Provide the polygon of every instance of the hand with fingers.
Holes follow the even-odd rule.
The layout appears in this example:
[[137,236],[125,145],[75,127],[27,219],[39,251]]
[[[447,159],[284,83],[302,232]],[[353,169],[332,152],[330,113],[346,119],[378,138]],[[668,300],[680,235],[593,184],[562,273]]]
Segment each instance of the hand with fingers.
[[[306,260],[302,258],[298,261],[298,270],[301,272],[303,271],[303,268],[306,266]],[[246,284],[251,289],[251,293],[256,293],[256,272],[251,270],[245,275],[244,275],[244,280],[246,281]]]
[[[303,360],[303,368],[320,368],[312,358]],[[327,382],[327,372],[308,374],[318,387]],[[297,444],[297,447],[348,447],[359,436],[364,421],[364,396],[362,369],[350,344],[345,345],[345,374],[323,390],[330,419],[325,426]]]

- What you will do -
Can you rewrite the lines from the very first one through the one containing "[[137,236],[125,145],[75,127],[27,219],[39,251]]", putting "outline" in place of "polygon" and leaving everything else unchanged?

- Output of the exercise -
Provide the outline of every instance of the hand with fingers.
Holes follow the even-odd rule.
The layout appears in this example:
[[137,236],[125,145],[75,127],[27,219],[39,251]]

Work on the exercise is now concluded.